-- Extract --

Saturday, October 22, 2011

In Case you Love Someone who is Really Old

I'm working an overnight shift and dispensing random advice to any readers out there. This is coming from the position of working as a CNA for the last year and a half (this chapter cannot close fast enough) while going back to school to be a RN.

Most CNA work involves the very old. I've mostly worked with rehab patients who come to our facility for a short time for physical and occupational therapy. Many had hip or knee replacements. They do not need hospital care anymore, but they aren't ready to go home and function normally yet, so they spend some time with us. But, I've also worked on our long-term care floors (read: nursing home). In either case, 99% of the patients I work with are over the age of 85.

You may have a parent, grandparent, great-grandparent, aunt or uncle out there who is such a person. If you do, this unsolicited advice is for you:

1. If you buy them clothing, make sure it is knit fabric and very stretchy. It gets very hard to move limbs around and force them into rigid shirts and pants when they reach this stage of life.

2. They are always cold. If you are thinking of a gift, I suggest a sweater or throw blanket.

-- Provided information --
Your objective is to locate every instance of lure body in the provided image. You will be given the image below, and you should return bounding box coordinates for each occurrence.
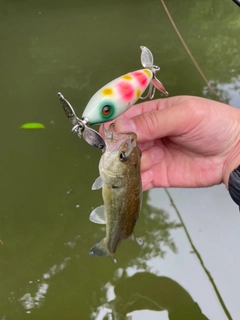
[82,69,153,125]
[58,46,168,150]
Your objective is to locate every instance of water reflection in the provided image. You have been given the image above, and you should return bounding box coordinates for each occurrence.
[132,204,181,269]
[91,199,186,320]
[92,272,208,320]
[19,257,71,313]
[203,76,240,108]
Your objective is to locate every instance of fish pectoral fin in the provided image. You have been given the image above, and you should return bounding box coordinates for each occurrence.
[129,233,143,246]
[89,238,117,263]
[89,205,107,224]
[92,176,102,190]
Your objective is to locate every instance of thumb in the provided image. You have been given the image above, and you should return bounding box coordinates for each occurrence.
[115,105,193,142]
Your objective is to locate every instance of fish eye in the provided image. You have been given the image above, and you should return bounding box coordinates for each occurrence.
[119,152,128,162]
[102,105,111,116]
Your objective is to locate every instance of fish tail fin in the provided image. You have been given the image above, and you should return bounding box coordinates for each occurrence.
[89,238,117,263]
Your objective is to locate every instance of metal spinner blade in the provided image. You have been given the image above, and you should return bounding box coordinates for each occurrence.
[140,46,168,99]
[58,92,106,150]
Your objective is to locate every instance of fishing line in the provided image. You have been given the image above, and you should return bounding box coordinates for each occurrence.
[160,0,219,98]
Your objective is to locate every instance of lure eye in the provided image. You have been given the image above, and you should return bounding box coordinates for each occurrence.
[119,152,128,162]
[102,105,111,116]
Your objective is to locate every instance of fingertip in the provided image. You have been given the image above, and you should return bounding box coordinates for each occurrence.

-- Problems and tasks --
(1) Using the blog post about caring for very old relatives, answer these questions:
(a) How long has the writer worked as a CNA?
(b) What percentage of the patients the writer works with are over the age of 85?
(c) What kind of fabric does the post recommend for clothing bought as a gift?
(2) Set down the passage of the blog post starting with "You may have" and going on through "or throw blanket.", copying every word precisely.

-- Results of the exercise --
(1)
(a) A year and a half.
(b) 99%.
(c) Knit fabric that is very stretchy.

(2)
You may have a parent, grandparent, great-grandparent, aunt or uncle out there who is such a person. If you do, this unsolicited advice is for you:

1. If you buy them clothing, make sure it is knit fabric and very stretchy. It gets very hard to move limbs around and force them into rigid shirts and pants when they reach this stage of life.

2. They are always cold. If you are thinking of a gift, I suggest a sweater or throw blanket.